• Records for processing
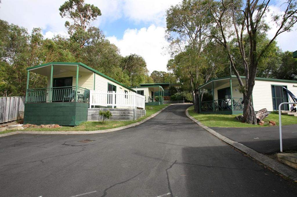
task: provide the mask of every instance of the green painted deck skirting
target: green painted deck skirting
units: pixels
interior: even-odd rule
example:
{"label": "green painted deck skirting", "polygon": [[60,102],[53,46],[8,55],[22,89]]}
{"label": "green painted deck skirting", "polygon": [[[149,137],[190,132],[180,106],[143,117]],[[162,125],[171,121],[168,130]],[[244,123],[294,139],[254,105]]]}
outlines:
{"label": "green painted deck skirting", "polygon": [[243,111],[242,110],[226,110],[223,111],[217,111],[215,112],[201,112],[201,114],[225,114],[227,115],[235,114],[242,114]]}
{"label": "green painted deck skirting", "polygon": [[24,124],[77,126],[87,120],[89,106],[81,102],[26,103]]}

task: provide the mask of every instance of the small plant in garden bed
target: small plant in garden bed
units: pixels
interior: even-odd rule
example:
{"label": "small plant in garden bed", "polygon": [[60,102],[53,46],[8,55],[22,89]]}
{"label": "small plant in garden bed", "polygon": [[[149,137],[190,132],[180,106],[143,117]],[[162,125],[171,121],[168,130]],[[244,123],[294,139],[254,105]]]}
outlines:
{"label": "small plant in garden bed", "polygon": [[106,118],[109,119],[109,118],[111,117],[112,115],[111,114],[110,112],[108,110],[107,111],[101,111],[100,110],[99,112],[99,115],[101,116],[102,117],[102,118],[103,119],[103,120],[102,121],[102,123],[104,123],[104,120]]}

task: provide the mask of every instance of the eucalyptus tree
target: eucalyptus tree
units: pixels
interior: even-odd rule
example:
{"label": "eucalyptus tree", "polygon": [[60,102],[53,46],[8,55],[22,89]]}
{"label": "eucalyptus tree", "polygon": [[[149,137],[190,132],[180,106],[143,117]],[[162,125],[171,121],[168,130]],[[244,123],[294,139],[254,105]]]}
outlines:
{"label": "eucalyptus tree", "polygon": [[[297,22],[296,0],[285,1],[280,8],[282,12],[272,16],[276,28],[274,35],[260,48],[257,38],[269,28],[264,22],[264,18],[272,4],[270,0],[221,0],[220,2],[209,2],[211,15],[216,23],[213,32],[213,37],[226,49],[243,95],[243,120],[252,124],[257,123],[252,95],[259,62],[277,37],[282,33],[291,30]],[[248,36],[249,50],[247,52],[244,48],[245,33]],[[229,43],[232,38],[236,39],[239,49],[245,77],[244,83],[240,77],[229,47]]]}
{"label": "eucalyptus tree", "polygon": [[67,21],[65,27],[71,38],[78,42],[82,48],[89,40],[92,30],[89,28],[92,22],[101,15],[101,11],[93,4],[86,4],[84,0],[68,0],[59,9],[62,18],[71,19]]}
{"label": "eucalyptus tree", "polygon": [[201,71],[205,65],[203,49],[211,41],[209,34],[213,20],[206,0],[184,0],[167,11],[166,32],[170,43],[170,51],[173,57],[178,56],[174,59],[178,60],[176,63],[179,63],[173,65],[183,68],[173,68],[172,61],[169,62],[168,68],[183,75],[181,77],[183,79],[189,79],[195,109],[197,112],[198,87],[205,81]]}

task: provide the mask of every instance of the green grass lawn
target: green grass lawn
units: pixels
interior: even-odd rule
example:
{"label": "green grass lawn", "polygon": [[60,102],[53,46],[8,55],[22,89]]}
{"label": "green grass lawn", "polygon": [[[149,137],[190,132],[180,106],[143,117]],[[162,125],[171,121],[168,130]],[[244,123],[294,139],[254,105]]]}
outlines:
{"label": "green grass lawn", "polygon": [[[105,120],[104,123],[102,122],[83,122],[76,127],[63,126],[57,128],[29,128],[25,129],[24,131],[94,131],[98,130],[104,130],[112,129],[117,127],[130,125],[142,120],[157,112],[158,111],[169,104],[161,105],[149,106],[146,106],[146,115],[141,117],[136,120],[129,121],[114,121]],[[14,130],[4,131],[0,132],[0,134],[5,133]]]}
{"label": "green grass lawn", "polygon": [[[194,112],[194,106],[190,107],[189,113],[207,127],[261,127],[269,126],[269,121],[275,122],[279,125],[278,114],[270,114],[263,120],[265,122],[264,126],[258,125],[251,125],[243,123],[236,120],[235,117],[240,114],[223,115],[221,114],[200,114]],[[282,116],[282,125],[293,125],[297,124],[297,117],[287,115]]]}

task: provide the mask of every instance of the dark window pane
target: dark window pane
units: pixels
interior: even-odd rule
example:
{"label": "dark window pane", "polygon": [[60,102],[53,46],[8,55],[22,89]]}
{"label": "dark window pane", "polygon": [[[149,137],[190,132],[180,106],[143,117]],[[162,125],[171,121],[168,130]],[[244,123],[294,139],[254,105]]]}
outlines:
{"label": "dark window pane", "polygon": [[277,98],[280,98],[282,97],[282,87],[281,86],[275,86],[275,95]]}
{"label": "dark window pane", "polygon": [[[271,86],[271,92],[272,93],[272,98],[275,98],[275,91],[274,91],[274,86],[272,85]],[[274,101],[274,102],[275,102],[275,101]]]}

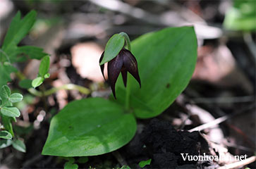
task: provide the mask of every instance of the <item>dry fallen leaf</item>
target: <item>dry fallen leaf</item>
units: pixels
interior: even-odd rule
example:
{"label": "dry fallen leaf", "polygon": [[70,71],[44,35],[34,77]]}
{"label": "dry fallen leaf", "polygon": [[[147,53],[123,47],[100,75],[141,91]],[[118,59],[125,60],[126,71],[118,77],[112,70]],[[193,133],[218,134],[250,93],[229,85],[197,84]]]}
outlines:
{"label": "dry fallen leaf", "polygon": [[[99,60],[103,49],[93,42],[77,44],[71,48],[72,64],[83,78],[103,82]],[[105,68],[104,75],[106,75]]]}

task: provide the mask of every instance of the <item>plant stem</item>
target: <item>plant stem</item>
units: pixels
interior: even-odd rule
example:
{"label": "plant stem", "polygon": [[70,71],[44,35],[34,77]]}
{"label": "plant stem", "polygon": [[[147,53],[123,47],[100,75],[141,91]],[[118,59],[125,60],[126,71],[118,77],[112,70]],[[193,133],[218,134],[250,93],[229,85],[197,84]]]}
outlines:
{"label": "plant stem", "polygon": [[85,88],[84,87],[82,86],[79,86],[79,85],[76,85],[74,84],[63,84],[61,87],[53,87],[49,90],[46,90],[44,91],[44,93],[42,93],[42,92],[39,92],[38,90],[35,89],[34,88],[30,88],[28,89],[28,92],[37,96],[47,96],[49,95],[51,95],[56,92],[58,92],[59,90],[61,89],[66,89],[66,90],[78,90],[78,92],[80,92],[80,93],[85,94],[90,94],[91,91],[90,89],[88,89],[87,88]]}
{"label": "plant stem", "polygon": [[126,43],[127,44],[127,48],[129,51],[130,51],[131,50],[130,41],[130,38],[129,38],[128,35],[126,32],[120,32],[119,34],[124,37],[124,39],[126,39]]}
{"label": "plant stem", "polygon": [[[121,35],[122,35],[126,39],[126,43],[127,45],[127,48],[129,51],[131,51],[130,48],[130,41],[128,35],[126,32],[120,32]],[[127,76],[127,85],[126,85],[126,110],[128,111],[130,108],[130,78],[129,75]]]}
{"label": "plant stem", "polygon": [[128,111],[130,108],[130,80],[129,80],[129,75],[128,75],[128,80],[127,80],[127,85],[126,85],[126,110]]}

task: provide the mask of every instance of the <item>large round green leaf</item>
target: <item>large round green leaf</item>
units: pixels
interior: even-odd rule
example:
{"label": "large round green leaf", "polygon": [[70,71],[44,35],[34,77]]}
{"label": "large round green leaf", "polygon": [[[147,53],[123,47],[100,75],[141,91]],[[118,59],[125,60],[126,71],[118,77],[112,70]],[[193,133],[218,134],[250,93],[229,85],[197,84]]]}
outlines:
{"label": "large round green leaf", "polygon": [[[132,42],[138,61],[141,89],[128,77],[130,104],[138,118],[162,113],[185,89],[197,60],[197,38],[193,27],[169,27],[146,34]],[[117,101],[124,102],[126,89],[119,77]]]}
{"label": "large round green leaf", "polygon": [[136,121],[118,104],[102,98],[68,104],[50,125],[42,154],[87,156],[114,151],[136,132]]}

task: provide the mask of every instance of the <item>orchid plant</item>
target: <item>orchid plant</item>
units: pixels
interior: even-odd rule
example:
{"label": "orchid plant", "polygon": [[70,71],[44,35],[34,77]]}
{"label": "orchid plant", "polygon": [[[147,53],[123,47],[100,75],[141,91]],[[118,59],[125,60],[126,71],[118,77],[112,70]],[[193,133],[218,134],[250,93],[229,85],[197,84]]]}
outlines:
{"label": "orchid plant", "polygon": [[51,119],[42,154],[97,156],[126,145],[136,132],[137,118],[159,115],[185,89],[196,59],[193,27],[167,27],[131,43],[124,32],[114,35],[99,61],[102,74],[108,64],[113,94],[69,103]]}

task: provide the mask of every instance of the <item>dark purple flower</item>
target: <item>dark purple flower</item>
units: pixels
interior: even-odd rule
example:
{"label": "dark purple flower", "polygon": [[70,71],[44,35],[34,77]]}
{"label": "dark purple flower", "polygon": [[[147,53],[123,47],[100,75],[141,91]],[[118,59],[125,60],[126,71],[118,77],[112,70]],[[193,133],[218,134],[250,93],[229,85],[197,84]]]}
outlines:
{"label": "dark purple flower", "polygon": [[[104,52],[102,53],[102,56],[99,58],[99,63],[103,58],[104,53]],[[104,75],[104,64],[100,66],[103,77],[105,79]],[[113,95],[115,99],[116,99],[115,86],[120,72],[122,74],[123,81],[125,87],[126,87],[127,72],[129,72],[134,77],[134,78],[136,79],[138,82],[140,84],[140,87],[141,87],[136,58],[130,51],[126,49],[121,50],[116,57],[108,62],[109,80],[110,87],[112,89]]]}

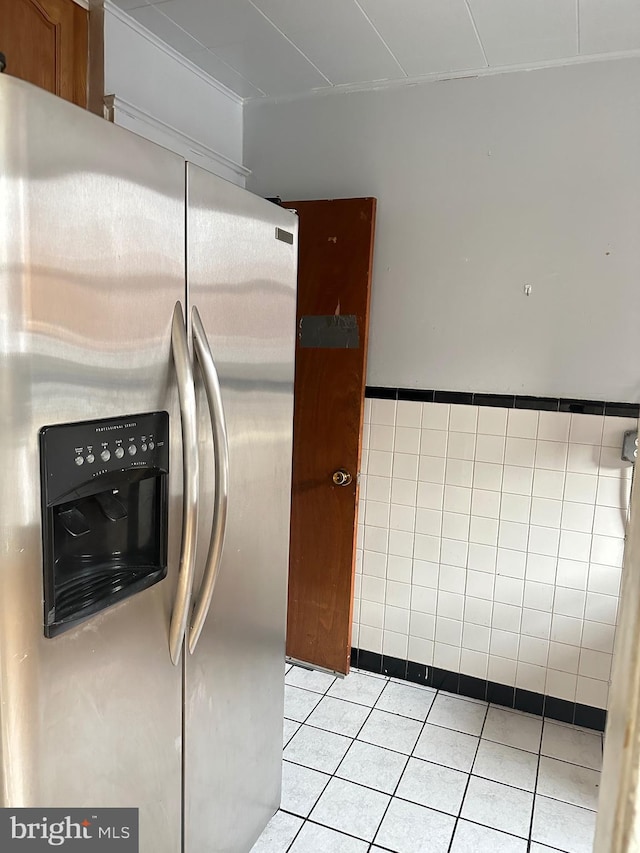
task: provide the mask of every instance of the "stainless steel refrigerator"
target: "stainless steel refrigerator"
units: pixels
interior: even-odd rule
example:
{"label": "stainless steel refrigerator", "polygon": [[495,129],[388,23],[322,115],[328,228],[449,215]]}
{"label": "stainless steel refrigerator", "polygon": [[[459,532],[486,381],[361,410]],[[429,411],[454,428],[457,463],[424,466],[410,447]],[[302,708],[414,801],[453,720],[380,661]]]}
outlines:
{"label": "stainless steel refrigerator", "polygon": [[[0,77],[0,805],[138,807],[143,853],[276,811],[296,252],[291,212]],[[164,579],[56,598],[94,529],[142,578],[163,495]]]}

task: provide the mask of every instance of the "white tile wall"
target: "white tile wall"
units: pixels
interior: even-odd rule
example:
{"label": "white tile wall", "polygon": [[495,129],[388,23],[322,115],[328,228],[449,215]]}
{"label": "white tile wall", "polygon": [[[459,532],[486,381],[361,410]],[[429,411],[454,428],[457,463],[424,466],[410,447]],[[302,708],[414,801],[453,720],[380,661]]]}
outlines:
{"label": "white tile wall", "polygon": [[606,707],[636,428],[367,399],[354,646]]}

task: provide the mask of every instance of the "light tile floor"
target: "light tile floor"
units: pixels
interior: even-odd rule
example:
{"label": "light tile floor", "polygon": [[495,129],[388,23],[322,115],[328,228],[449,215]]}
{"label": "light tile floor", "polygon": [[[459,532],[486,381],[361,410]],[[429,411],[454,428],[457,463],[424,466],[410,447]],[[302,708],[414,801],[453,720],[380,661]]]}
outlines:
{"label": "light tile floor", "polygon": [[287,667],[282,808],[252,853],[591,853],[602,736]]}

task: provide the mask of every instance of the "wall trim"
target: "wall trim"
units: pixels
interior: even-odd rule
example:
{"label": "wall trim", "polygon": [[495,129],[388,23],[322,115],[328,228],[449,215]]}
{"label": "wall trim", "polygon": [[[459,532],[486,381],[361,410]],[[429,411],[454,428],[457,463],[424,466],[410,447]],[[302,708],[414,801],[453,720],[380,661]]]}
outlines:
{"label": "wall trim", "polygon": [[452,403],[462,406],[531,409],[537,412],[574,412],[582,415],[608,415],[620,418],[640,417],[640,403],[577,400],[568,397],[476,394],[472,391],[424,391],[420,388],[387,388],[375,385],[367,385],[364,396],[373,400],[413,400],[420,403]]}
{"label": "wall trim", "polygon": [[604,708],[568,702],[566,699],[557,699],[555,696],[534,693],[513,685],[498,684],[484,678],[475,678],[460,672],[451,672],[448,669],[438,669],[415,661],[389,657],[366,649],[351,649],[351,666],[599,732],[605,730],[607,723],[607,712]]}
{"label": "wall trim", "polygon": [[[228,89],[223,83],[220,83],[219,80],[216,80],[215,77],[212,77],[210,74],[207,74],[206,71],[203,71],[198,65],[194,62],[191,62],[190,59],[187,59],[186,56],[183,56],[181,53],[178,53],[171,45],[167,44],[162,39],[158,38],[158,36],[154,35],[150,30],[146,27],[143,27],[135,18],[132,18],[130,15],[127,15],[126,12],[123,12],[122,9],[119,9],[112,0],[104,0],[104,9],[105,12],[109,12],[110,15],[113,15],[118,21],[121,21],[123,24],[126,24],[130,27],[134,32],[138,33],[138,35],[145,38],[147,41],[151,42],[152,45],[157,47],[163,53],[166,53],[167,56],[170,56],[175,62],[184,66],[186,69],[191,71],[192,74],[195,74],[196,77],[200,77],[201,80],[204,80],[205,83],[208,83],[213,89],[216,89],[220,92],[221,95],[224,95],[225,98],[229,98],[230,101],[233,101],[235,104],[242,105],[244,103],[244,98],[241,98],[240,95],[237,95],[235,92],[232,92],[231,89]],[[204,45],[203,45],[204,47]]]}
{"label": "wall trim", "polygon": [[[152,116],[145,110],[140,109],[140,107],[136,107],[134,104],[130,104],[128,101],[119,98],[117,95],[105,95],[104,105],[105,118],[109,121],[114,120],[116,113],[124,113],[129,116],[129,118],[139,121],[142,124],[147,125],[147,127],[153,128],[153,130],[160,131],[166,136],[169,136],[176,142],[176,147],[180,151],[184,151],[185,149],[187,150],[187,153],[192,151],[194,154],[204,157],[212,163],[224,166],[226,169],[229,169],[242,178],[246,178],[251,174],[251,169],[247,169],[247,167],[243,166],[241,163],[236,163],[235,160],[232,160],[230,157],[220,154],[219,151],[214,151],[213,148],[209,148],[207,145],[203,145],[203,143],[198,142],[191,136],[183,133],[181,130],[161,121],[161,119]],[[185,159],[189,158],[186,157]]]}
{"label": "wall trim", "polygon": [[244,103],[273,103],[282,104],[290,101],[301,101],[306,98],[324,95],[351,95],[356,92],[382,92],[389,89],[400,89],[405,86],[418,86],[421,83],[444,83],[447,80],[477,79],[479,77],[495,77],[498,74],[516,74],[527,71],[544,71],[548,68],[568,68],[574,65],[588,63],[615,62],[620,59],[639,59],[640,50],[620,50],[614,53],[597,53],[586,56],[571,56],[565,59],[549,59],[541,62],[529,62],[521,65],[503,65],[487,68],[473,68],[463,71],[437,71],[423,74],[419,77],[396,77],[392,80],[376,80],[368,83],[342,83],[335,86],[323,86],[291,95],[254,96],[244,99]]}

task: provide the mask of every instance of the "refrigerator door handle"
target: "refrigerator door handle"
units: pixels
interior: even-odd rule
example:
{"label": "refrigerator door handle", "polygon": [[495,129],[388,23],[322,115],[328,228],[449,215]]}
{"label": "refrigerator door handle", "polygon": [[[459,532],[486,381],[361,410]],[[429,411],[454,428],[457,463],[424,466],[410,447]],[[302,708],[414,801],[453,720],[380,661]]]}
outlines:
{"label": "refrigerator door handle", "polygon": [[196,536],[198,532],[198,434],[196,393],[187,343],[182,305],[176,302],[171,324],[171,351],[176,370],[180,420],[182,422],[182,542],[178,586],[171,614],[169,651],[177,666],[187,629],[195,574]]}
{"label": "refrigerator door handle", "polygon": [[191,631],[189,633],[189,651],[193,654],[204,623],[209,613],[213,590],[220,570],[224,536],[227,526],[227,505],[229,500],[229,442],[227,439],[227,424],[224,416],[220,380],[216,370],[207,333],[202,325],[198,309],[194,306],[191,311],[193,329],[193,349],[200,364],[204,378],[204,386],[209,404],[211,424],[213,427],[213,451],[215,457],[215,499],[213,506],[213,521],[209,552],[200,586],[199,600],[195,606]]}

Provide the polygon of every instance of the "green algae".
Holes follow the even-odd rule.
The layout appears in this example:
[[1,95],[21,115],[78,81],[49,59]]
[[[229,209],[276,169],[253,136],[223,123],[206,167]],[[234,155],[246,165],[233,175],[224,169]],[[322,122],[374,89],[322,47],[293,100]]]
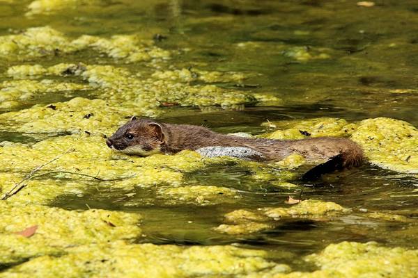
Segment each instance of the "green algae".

• Instruction
How many lines in the records above contain the string "algae", matching case? Reply with only the number.

• Answer for this exercise
2